◆ **EXERCISE BRIEF**: Reproduce the data below word for word, starting at the line that contains "# point at: palm" and ending at the line that contains "x=223, y=498", with both of those lines included.

Records of labeled points
· · ·
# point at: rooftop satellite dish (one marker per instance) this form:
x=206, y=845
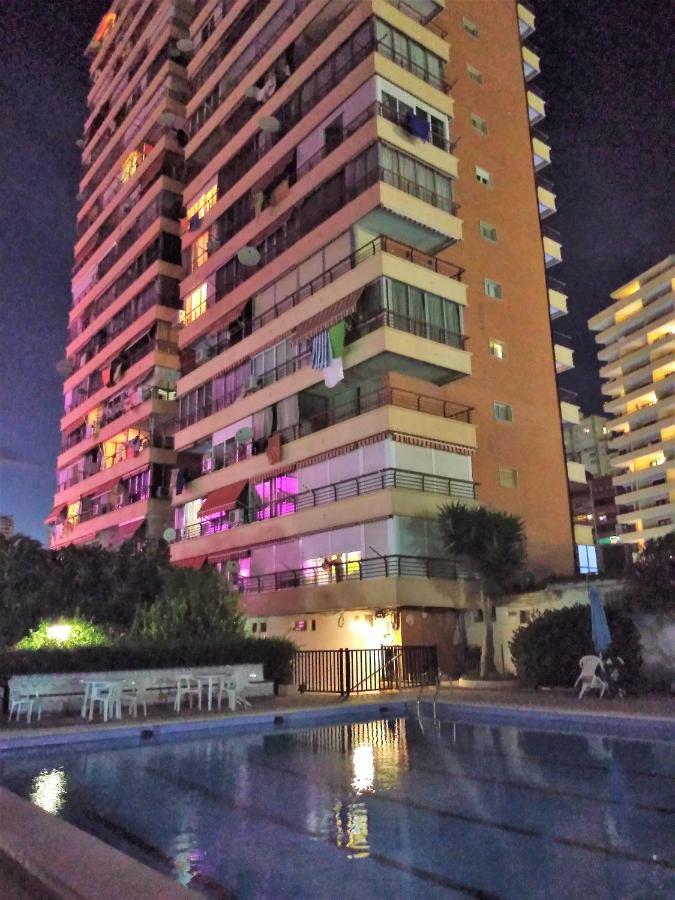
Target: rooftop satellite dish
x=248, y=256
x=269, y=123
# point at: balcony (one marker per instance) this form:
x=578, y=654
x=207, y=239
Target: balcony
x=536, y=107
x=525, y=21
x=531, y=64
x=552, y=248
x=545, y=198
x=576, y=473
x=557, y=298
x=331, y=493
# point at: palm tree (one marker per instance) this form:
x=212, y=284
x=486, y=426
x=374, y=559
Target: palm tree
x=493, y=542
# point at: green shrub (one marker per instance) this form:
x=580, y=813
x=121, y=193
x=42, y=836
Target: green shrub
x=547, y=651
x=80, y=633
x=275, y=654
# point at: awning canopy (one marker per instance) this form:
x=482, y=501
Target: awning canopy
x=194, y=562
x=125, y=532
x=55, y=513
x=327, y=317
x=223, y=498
· · ·
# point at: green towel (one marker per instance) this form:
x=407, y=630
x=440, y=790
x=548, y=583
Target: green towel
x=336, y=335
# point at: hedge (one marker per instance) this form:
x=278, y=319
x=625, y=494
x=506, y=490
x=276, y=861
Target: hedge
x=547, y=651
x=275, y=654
· · ·
◆ **EXERCISE OUTPUT**:
# point at: palm tree (one marker per instance) this form:
x=212, y=284
x=486, y=426
x=374, y=559
Target: palm tree
x=493, y=542
# point at: green shrub (one marker per instance) this form:
x=580, y=813
x=121, y=193
x=42, y=836
Target: green shrub
x=547, y=651
x=80, y=633
x=275, y=654
# point at: awning canopy (one marker per instance) this form:
x=482, y=501
Target: awning canopy
x=194, y=562
x=125, y=532
x=55, y=513
x=327, y=317
x=223, y=498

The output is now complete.